** START OF Information supplied **

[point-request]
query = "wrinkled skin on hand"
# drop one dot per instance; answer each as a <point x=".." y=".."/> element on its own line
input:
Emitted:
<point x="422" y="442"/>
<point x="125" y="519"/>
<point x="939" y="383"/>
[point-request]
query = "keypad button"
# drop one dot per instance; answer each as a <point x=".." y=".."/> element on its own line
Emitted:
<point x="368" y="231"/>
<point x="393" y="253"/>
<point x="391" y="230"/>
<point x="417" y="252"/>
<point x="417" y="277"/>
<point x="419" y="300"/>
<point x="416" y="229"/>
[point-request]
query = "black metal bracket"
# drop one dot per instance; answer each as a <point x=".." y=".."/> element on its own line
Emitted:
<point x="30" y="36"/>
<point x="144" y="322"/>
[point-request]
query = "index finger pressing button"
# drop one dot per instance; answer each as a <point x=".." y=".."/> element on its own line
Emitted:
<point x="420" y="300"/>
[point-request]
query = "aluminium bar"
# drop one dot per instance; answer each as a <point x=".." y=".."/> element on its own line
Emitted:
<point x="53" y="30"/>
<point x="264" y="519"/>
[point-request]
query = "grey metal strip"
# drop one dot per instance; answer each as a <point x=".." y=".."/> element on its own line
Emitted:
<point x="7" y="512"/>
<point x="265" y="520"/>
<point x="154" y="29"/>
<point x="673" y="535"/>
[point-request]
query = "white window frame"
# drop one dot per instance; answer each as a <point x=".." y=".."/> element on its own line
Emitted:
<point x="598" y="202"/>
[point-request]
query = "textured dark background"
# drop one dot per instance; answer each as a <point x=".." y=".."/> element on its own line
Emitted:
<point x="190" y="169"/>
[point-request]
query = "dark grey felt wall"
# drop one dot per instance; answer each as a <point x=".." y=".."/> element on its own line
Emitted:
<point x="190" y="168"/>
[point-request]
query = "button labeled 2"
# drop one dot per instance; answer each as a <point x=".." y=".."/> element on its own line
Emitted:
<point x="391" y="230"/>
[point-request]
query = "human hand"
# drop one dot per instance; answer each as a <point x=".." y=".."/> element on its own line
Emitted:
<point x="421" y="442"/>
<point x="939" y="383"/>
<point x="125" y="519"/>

** END OF Information supplied **
** START OF Information supplied **

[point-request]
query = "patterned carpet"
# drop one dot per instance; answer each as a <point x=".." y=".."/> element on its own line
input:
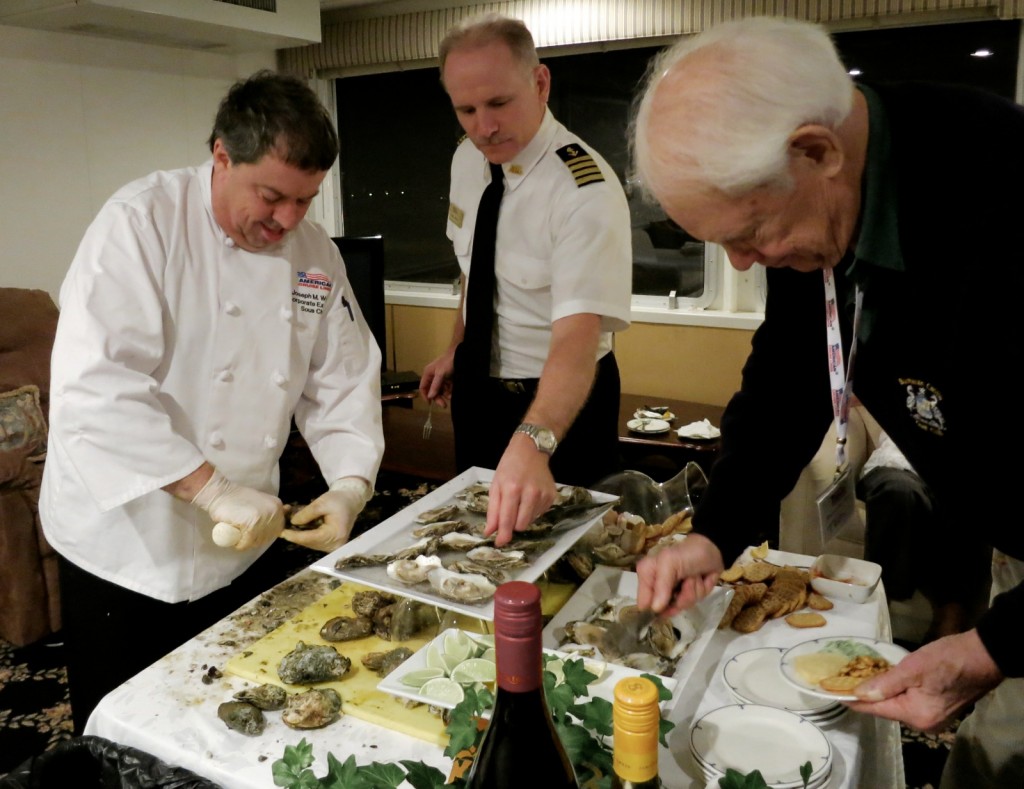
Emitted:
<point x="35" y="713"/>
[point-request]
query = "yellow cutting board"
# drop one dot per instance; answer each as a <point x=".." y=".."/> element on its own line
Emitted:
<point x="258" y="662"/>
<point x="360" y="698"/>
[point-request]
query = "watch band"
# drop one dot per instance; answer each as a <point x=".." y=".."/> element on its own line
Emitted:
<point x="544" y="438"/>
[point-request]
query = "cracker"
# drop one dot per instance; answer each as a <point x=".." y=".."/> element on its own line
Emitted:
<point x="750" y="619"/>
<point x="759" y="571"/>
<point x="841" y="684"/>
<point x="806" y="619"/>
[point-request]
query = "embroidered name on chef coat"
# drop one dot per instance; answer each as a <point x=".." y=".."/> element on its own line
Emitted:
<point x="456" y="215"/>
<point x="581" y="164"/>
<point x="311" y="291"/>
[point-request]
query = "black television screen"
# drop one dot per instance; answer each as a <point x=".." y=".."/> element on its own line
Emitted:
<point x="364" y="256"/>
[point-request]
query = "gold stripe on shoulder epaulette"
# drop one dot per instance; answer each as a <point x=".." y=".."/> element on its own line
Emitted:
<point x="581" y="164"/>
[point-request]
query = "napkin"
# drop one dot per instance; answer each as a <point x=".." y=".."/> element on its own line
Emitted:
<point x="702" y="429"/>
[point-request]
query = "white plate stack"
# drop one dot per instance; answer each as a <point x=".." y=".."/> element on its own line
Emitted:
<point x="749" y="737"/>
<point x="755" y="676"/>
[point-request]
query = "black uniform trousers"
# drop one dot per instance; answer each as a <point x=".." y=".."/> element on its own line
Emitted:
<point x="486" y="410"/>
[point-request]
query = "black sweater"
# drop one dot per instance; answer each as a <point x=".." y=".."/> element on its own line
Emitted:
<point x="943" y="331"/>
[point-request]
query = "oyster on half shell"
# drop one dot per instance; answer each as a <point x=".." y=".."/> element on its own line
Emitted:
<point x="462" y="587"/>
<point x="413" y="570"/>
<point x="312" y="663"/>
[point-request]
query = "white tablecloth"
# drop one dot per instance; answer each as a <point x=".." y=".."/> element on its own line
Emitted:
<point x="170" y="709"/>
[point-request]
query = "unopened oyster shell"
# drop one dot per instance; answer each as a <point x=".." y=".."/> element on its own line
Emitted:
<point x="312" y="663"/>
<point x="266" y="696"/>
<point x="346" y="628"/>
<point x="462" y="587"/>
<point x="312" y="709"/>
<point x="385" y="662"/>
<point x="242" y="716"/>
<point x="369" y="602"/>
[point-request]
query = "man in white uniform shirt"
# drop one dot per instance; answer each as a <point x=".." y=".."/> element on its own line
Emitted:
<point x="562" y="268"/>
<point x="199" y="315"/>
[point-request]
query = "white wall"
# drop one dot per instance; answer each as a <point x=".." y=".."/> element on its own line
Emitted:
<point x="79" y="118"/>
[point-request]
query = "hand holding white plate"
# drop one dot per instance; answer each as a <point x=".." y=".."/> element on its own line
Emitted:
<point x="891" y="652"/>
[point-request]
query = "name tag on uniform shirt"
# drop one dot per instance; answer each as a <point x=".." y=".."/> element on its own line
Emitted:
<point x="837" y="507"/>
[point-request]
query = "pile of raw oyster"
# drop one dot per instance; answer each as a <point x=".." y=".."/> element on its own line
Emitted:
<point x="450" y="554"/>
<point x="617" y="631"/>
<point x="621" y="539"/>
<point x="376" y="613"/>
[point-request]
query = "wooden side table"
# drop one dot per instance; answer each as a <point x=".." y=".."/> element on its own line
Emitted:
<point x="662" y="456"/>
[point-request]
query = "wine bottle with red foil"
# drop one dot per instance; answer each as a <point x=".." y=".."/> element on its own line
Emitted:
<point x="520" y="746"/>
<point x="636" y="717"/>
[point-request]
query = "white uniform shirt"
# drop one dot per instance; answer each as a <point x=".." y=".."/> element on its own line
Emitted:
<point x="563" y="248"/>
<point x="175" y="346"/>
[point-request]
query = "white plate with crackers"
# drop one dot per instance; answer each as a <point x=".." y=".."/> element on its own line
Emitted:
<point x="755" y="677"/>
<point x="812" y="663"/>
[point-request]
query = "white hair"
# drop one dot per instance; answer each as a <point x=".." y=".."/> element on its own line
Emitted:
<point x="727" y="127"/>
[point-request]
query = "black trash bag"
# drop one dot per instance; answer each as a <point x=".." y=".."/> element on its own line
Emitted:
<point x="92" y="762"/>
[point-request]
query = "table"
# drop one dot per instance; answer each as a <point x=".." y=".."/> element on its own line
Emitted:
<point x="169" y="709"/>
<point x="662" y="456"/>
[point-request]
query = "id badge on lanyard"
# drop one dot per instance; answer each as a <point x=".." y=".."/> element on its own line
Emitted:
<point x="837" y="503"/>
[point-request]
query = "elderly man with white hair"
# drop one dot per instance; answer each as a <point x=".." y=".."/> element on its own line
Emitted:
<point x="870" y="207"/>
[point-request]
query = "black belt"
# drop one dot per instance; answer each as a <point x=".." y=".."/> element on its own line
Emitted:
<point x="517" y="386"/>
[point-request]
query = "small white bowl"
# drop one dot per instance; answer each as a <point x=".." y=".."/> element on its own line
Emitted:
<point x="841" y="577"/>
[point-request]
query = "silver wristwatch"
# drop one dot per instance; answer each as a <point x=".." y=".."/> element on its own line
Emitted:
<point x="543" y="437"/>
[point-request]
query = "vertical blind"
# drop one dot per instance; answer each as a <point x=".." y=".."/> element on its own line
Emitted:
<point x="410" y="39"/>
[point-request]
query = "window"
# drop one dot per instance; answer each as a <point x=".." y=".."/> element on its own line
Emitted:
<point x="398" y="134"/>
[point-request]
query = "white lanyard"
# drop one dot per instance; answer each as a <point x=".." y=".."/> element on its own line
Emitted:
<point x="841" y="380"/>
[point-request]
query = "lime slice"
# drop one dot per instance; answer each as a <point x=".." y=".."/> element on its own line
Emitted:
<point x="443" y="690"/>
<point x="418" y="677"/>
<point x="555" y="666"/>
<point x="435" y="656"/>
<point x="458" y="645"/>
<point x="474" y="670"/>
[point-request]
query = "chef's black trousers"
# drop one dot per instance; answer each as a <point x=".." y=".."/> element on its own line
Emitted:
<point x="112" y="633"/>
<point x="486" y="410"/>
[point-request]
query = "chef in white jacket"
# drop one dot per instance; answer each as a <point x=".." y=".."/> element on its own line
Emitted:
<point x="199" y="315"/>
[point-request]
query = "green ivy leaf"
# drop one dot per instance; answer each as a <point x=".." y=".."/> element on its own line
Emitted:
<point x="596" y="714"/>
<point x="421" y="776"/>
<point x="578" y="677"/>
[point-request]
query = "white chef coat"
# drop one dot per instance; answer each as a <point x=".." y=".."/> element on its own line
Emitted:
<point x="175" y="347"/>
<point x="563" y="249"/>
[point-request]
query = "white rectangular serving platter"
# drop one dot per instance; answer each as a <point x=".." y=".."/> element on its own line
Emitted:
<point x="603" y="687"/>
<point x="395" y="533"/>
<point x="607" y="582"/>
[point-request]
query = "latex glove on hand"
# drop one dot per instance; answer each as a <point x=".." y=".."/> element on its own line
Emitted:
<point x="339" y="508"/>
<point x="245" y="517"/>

** END OF Information supplied **

Written problem
Please collect every line of the items above that contains the string "shirt". Matching is case-sensitive.

Response to the task
query = "man in white uniform shirt"
query = "name tag on uniform shirt"
query = "white uniform shirt"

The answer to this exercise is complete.